*** Block opens ***

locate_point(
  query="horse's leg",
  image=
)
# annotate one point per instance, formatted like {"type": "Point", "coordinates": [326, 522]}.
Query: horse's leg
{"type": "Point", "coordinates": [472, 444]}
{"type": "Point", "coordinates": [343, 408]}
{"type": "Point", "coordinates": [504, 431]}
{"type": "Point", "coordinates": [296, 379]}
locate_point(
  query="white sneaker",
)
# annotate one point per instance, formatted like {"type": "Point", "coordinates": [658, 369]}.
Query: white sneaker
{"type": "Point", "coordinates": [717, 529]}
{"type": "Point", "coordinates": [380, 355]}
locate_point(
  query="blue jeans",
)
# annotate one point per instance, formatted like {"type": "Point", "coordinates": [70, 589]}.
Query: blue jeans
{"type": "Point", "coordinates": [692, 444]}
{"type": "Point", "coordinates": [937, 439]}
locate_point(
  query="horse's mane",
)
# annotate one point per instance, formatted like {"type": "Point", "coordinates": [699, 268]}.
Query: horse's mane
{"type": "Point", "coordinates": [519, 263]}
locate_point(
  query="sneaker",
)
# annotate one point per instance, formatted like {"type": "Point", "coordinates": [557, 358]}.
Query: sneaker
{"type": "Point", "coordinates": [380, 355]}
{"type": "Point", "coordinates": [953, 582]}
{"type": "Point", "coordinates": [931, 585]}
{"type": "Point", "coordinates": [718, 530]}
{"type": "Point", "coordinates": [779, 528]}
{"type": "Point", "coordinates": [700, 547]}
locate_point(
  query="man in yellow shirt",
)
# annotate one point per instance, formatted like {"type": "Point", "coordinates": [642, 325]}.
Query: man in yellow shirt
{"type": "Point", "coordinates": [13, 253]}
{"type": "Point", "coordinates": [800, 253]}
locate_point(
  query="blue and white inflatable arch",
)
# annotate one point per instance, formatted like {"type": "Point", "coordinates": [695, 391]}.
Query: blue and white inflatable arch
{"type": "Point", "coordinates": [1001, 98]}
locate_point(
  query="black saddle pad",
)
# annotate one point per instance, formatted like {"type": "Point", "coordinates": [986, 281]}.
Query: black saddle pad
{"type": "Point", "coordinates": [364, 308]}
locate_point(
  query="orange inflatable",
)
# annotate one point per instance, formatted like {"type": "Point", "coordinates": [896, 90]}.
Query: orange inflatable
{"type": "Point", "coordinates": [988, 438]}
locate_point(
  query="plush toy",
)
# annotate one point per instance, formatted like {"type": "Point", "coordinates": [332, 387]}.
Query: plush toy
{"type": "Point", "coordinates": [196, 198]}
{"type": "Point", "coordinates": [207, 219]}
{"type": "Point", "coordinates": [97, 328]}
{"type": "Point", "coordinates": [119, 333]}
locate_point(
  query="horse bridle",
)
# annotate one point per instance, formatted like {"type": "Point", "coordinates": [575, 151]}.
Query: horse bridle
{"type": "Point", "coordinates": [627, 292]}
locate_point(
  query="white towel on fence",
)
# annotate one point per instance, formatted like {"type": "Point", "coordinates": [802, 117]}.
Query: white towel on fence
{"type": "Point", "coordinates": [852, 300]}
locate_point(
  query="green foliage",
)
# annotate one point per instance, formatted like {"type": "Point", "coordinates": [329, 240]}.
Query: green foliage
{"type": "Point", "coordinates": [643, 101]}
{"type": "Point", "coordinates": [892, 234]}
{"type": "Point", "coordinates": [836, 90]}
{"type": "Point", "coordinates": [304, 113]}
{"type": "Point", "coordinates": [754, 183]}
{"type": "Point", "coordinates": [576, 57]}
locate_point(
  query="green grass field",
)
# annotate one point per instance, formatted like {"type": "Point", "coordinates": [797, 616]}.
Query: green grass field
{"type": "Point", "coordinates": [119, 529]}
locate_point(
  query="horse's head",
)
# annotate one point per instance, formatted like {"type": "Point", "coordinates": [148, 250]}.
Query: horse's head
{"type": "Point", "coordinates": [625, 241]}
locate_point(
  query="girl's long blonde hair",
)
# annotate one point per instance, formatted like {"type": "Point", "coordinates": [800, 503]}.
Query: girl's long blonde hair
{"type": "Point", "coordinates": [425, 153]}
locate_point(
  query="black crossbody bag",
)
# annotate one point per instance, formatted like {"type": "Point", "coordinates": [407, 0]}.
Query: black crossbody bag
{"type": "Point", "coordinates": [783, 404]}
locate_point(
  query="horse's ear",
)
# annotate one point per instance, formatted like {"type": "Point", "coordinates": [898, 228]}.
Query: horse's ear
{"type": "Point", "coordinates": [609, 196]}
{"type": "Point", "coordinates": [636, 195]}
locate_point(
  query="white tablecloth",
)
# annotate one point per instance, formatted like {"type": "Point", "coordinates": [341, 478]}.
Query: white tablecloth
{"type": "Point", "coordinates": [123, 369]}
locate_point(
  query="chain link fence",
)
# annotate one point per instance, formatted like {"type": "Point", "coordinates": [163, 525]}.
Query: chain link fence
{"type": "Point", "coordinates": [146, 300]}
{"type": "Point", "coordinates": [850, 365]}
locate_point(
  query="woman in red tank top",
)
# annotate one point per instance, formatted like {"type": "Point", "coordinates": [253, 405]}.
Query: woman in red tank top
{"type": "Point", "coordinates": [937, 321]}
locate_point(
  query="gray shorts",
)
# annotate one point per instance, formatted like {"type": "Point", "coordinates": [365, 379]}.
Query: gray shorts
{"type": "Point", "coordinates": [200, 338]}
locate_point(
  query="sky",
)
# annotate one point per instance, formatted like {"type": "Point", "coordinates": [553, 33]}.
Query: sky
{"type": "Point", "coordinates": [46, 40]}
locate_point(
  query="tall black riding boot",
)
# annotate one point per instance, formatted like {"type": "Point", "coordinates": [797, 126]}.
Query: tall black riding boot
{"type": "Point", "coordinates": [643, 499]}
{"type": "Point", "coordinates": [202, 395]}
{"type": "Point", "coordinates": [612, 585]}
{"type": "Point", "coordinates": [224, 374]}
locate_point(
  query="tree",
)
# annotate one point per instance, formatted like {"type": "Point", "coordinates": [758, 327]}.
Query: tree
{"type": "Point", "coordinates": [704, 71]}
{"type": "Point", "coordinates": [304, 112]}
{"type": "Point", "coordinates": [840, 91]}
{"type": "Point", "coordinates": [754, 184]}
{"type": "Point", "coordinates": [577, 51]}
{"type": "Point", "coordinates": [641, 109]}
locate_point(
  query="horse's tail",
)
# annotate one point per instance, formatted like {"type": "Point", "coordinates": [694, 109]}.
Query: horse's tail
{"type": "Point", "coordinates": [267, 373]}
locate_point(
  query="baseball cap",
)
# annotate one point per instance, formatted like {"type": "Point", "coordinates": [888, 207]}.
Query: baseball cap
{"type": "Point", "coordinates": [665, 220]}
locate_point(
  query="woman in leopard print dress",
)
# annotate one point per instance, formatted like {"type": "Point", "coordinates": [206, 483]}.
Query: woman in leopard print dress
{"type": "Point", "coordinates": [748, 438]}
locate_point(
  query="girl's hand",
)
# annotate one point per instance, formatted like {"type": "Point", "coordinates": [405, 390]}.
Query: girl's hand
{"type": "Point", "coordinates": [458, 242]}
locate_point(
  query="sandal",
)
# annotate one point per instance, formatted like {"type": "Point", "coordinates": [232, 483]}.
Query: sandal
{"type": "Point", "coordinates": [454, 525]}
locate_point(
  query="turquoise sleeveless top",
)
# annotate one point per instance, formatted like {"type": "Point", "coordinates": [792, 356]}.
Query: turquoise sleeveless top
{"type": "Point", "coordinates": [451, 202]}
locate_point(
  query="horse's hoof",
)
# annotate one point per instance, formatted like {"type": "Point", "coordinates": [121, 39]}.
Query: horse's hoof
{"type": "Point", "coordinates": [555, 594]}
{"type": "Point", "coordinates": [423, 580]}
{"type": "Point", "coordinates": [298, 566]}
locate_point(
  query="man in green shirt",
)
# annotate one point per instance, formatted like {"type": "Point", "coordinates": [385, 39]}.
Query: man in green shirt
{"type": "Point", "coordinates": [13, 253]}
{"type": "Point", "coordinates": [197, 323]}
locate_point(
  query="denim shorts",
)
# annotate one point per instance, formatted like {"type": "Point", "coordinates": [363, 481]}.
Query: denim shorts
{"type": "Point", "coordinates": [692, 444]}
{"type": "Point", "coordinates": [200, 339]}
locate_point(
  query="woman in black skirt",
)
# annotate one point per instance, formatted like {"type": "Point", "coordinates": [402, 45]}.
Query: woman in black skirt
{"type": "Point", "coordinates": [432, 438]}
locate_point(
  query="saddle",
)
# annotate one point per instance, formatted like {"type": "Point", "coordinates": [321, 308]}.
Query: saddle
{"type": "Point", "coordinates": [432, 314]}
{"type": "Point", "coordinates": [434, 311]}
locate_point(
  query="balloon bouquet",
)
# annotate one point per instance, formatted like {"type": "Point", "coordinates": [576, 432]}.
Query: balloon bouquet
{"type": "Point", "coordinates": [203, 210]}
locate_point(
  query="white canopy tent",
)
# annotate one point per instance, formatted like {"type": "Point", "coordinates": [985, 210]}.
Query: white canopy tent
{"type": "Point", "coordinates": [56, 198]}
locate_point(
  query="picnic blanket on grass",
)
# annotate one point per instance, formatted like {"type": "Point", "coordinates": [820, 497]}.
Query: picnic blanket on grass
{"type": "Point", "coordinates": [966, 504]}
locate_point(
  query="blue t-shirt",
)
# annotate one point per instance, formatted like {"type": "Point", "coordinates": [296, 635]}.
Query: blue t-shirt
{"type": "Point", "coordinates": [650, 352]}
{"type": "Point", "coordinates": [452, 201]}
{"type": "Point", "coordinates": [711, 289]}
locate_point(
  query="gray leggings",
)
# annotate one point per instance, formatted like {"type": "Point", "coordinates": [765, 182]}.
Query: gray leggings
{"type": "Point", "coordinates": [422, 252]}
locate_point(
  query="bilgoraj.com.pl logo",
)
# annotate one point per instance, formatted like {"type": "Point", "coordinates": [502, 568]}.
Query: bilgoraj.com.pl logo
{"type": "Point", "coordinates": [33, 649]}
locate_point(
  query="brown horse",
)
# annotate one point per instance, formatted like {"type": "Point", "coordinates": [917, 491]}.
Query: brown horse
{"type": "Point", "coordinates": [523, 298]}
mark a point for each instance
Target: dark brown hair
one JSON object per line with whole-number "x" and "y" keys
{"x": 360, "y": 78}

*** Block closes ***

• **Problem to work on**
With the line that contains "Target: dark brown hair" as the starting point, output each line exactly through the end of the listing above.

• **Output for this task**
Target: dark brown hair
one JSON object per line with whole-number "x" and "y" keys
{"x": 360, "y": 78}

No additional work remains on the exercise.